Please copy out the lines below word for word, leaving out the pictures.
▬▬▬▬▬▬▬▬▬▬
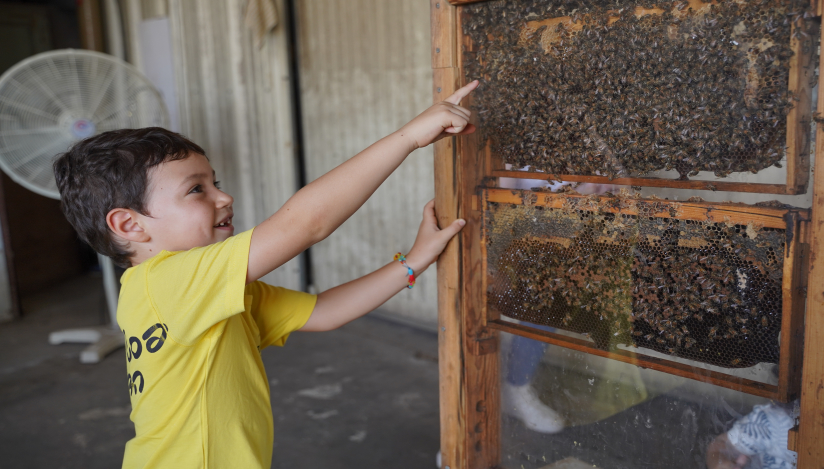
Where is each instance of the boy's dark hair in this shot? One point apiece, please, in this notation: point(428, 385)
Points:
point(111, 170)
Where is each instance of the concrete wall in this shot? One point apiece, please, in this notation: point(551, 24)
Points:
point(365, 71)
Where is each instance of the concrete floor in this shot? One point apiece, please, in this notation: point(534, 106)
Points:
point(363, 396)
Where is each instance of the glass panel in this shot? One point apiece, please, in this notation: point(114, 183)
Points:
point(567, 410)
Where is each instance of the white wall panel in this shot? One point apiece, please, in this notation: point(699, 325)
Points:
point(233, 101)
point(364, 72)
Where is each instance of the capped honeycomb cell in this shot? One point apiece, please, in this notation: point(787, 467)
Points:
point(637, 272)
point(626, 88)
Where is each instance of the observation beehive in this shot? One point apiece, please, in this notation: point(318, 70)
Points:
point(699, 281)
point(622, 89)
point(685, 95)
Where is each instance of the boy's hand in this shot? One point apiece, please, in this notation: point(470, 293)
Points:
point(431, 240)
point(442, 119)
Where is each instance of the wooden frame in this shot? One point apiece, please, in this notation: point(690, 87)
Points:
point(802, 69)
point(468, 340)
point(787, 388)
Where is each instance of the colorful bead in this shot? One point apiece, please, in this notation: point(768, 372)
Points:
point(410, 274)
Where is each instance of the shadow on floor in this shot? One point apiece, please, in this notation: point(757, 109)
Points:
point(363, 396)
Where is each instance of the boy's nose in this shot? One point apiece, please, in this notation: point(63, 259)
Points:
point(224, 199)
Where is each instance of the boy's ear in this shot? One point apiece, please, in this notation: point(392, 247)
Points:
point(124, 223)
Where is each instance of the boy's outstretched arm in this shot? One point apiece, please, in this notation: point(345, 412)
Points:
point(339, 305)
point(318, 209)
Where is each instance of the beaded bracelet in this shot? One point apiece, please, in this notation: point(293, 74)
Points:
point(410, 274)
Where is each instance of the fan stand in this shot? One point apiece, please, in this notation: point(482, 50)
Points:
point(103, 339)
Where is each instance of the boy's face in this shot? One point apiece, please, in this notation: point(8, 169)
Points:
point(186, 208)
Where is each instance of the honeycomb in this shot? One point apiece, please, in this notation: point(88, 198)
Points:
point(701, 290)
point(625, 88)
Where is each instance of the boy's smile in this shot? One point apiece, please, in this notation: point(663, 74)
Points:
point(185, 206)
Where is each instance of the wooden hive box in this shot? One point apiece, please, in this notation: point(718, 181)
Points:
point(467, 171)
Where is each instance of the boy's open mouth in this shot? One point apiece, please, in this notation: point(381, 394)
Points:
point(226, 223)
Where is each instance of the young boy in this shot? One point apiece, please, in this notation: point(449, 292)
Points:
point(192, 311)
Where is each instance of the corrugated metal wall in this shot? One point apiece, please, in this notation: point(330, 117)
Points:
point(364, 72)
point(234, 100)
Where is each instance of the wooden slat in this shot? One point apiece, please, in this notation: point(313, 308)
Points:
point(466, 2)
point(657, 364)
point(450, 327)
point(811, 426)
point(482, 397)
point(91, 27)
point(736, 213)
point(444, 34)
point(802, 70)
point(794, 297)
point(653, 182)
point(792, 439)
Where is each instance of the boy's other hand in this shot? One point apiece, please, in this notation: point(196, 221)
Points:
point(431, 240)
point(443, 119)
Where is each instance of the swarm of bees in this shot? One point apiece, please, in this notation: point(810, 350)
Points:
point(700, 290)
point(625, 88)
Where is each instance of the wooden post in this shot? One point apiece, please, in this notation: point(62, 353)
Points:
point(470, 421)
point(810, 442)
point(450, 327)
point(91, 29)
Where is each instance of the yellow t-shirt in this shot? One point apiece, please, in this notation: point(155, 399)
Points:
point(194, 331)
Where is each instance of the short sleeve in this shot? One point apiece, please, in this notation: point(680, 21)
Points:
point(194, 290)
point(278, 311)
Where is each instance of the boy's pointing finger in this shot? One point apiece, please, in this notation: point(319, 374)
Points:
point(462, 93)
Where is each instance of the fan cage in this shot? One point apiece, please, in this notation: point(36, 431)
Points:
point(51, 100)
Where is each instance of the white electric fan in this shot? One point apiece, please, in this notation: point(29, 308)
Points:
point(47, 103)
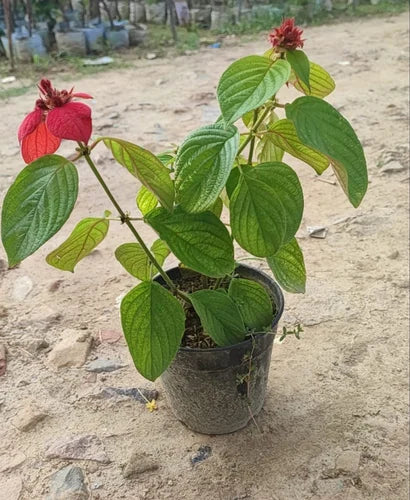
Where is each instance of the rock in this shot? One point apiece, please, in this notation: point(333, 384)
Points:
▬▬▬▬▬▬▬▬▬▬
## Expected answer
Where is each instance of the boy's dark hair in this shot? One point apiece, please, in this notation: point(428, 385)
Points:
point(111, 170)
Where is each instance of the concrete wall in this shot? One point apiece, please, in this notation: point(551, 24)
Points:
point(365, 71)
Where is each instance of the concrete floor in this shot? One point apiece, please, in this notation: point(534, 106)
Points:
point(363, 396)
Where is each instance of the glass panel in this shot? One point apiece, please, in this notation: point(114, 183)
Points:
point(567, 410)
Where is each instance of the white wall panel in this shot? One point apiece, please, in this notation: point(699, 325)
Points:
point(233, 101)
point(364, 72)
Where is each instance of the capped honeycomb cell in this shot? One point apiece, please, in this notation: point(787, 467)
Points:
point(637, 272)
point(626, 88)
Where is each instance of the observation beehive in this shot? One point apiece, please, in this notation: point(318, 70)
Points:
point(699, 281)
point(622, 89)
point(685, 95)
Where is each instance of the boy's hand in this shot? One point apiece, please, in this notation: point(470, 293)
Points:
point(431, 240)
point(442, 119)
Where is each instance of the wooden frame in this shot? One point apiece, please, in this notation: point(690, 87)
Points:
point(802, 69)
point(468, 340)
point(787, 388)
Where is each instance of the colorful bead in this shot? One point apiece, please, in this notation: point(768, 372)
Points:
point(410, 274)
Where is each instance of the shadow on floor in this shot? One point apiece, please, in this notation: point(757, 109)
Points:
point(363, 396)
Where is each instance of the boy's nose in this shot? One point apiece, please, in this notation: point(63, 259)
Points:
point(224, 199)
Where is each instance of the boy's ear in this shot? One point apiece, please, in this notation: point(392, 247)
Points:
point(124, 223)
Where is each instance of the boy's outstretched arm in this shot? One point apiece, please, in this notation: point(345, 412)
Points:
point(339, 305)
point(318, 209)
Where is each instance of the beaded bracelet in this shot? One point apiece, please, in this notation: point(293, 74)
Points:
point(410, 274)
Where is each instance of the fan stand in this shot? One point apiece, please, in this notation: point(482, 50)
Points:
point(103, 339)
Where is each instance of the boy's face in this shot? One point apiece, please, in this notation: point(8, 169)
Points:
point(186, 208)
Where is each instance of the honeycomb in this shot? One point apiece, please, in this notation: point(88, 198)
Points:
point(701, 290)
point(625, 88)
Where is each instance of the boy's smile in this shot? One point apiece, please, in this notation: point(663, 74)
Points:
point(185, 206)
Where is each instance of the wooden hive box in this shot? One point apiece, please, in this notation: point(718, 181)
Points:
point(467, 171)
Where is each instance of the boy's open mouth in this shot? One point apiece, please, in this notation: point(381, 394)
Points:
point(226, 223)
Where is each instance of the young boy in this shot? One point apiece, please, in this notation: point(449, 292)
Points:
point(192, 311)
Where is each instance of the corrugated metal wall in this shot? One point apiece, please, in this notation: point(330, 117)
Points:
point(364, 72)
point(234, 100)
Where is each instance of the wooden slat in this shot? One point apiece, please, in this notation: point(313, 308)
Points:
point(466, 2)
point(657, 364)
point(450, 327)
point(811, 426)
point(482, 397)
point(91, 27)
point(736, 213)
point(444, 34)
point(802, 70)
point(794, 297)
point(653, 182)
point(792, 439)
Where is each instance of the boy's other hand in this shot? One point apiece, please, in this notation: point(196, 221)
Points:
point(431, 240)
point(443, 119)
Where is each instance of the swarm of bees in this shot? One point apiece, please, in this notation: point(810, 350)
Points:
point(700, 290)
point(625, 88)
Where is each instance of the wooden post in this shot? One point apiece, please, in this notation: point(62, 353)
Points:
point(470, 421)
point(810, 442)
point(450, 327)
point(91, 29)
Where is each instance of the yellow t-shirt in this shot? One point apiece, please, in this notation: point(155, 399)
Points:
point(194, 331)
Where is each instance of the short sleeve in this shot? One point apiece, please, in this notation: point(680, 21)
Points:
point(194, 290)
point(278, 311)
Where is each instance of the boy's pointing finger in this shot? One point apiece, please, in this notation: point(319, 374)
Points:
point(462, 93)
Where is each instance of the fan cage in this shot? One point apiece, please, in this notation: point(36, 431)
Points:
point(51, 100)
Where is each instance of the white electric fan in this shot? One point apiece, please, in this notation: point(29, 308)
Points:
point(47, 103)
Where is each instance of the rock in this shot? One point apiece, please, in this notation: point(333, 384)
Points:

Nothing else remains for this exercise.